> _EXERCISE REQUIREMENTS_
Read the listing below and tally the lines that contain "jacket"; the reply is that tally only.

> _PROVIDED DATA_
┄┄┄┄┄┄

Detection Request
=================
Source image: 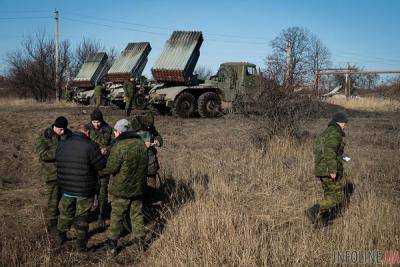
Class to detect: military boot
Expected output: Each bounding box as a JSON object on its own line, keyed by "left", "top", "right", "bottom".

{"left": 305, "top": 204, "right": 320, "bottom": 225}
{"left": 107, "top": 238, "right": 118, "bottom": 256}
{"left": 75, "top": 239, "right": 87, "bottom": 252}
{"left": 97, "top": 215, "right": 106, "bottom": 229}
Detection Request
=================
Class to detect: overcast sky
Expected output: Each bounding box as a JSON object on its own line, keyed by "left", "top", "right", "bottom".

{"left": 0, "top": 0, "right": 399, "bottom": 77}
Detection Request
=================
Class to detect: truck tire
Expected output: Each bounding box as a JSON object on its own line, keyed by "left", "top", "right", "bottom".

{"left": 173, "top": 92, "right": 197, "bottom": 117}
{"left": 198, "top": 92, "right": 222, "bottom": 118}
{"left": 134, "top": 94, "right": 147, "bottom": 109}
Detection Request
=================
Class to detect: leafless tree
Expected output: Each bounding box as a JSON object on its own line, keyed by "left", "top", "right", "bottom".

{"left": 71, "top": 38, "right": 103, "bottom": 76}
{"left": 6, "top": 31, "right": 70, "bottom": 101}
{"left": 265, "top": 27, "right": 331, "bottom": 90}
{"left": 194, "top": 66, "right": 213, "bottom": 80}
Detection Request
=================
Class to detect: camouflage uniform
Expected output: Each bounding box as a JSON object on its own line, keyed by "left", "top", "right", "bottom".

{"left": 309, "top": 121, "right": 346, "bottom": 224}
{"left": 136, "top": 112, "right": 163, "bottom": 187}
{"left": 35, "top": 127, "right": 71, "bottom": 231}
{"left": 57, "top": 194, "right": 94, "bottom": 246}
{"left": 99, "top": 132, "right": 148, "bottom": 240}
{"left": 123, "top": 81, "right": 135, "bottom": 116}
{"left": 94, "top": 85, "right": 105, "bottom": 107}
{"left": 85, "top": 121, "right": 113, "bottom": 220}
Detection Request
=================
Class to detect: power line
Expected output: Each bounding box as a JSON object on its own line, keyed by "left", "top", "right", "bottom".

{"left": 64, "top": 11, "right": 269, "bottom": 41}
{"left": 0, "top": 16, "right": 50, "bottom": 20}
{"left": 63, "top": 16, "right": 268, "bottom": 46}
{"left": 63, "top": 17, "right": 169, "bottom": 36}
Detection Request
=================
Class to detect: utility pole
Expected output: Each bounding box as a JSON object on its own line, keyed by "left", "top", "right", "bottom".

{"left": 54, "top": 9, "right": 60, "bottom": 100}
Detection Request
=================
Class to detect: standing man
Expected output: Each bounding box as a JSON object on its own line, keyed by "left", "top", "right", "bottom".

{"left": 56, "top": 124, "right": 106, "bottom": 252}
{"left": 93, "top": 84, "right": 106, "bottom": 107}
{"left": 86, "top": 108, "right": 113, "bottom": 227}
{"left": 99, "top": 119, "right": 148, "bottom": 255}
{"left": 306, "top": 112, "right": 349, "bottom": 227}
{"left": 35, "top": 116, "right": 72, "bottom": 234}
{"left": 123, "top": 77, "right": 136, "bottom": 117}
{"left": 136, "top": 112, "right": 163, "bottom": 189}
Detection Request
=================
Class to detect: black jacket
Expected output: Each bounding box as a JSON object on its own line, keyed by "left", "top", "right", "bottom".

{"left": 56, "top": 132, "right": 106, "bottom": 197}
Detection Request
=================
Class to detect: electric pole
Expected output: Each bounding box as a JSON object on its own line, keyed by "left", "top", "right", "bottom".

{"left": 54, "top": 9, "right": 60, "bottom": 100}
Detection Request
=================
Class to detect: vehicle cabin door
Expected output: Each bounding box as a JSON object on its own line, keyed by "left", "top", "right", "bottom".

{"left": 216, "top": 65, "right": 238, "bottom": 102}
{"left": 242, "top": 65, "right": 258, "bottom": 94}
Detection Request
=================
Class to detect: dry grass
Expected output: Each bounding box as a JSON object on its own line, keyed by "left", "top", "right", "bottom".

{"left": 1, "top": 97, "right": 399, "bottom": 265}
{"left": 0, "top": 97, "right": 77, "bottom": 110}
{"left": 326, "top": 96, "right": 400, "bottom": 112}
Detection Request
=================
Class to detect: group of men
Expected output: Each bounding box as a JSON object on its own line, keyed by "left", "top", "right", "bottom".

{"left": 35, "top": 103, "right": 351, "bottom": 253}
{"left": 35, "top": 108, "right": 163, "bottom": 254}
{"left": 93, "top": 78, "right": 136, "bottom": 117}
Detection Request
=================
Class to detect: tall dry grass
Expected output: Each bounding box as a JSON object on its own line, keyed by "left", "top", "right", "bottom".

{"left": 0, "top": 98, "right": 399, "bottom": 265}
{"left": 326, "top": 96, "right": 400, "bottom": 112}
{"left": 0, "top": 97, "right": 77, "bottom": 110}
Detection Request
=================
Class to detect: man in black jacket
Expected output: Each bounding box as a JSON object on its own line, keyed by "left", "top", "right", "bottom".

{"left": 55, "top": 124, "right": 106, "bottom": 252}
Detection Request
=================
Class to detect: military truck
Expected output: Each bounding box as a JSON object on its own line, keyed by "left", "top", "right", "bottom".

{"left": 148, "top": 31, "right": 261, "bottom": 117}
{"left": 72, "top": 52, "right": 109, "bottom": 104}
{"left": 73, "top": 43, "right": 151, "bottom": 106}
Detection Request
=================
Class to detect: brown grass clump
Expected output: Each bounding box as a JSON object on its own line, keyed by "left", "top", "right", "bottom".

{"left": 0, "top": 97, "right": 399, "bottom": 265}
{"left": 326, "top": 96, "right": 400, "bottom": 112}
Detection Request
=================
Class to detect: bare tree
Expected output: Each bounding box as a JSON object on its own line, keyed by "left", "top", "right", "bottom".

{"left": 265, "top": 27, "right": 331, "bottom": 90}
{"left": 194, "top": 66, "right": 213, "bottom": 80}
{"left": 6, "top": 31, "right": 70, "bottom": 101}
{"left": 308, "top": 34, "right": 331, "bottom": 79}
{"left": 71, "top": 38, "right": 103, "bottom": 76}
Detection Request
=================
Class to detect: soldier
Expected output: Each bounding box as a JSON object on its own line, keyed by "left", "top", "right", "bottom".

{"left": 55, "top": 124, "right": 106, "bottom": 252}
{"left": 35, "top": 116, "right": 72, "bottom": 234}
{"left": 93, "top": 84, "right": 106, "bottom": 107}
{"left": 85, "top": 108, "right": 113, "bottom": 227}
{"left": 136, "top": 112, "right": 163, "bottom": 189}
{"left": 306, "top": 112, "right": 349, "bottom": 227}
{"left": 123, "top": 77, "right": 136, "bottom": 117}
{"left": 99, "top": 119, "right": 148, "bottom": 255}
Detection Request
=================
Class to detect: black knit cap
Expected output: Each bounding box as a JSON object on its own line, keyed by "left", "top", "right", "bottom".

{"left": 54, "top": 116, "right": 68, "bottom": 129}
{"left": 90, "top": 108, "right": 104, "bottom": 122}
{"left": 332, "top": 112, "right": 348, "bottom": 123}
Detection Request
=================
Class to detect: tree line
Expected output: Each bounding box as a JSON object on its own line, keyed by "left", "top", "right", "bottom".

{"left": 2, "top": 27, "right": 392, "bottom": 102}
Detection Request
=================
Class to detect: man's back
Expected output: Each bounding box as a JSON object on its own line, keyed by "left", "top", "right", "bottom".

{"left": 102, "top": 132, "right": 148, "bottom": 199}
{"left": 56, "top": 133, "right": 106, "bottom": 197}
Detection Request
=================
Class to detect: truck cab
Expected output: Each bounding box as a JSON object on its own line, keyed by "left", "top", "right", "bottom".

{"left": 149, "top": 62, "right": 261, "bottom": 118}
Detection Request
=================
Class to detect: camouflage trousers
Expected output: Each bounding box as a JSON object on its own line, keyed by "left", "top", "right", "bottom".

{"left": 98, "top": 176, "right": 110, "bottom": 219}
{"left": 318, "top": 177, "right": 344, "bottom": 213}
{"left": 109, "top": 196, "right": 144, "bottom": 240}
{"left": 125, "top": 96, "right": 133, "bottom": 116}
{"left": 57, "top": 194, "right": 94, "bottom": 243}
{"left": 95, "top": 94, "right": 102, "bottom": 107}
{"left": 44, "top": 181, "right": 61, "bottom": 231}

┄┄┄┄┄┄

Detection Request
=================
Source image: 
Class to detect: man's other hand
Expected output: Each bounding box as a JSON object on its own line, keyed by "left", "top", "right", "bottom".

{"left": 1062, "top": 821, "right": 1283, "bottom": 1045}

┄┄┄┄┄┄

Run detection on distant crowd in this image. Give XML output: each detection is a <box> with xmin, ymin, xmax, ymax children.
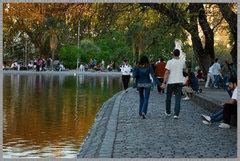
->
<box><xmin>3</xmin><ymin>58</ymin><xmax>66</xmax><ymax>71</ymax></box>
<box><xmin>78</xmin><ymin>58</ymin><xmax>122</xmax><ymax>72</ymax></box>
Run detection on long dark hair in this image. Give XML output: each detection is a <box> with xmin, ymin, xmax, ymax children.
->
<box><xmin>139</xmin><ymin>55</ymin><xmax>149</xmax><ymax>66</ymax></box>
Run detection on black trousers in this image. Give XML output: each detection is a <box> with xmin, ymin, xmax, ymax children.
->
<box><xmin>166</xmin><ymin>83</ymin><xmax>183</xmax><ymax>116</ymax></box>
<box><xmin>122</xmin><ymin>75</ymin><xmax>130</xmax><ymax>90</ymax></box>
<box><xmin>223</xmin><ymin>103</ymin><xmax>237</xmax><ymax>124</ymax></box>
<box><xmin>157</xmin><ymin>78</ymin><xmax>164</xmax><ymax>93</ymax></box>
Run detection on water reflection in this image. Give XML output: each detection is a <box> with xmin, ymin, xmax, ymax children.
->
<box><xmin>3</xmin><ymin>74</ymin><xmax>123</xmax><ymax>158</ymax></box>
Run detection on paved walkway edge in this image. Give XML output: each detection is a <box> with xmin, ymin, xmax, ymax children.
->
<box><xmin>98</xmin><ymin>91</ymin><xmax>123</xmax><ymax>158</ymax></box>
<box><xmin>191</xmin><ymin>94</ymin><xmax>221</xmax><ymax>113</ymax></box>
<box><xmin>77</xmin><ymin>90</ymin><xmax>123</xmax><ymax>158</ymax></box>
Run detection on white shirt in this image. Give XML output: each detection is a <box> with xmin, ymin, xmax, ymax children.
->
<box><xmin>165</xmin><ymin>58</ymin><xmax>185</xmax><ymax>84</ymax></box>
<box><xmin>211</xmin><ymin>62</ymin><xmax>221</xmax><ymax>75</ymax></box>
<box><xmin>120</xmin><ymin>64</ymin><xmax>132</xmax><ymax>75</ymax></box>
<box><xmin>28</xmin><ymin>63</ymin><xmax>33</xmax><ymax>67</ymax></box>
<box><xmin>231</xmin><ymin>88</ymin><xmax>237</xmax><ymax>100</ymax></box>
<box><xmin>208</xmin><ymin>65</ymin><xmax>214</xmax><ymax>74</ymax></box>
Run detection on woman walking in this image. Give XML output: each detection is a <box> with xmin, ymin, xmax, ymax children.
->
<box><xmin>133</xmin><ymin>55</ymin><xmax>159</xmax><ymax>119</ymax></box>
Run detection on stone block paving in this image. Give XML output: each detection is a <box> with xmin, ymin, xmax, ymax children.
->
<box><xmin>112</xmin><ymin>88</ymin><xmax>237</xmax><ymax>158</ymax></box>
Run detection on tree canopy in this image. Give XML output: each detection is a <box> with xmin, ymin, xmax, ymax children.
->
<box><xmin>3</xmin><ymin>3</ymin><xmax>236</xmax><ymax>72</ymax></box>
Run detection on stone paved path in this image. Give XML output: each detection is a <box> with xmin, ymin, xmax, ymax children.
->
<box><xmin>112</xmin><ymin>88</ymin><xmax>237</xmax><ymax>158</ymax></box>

┄┄┄┄┄┄

> _REPLY_
2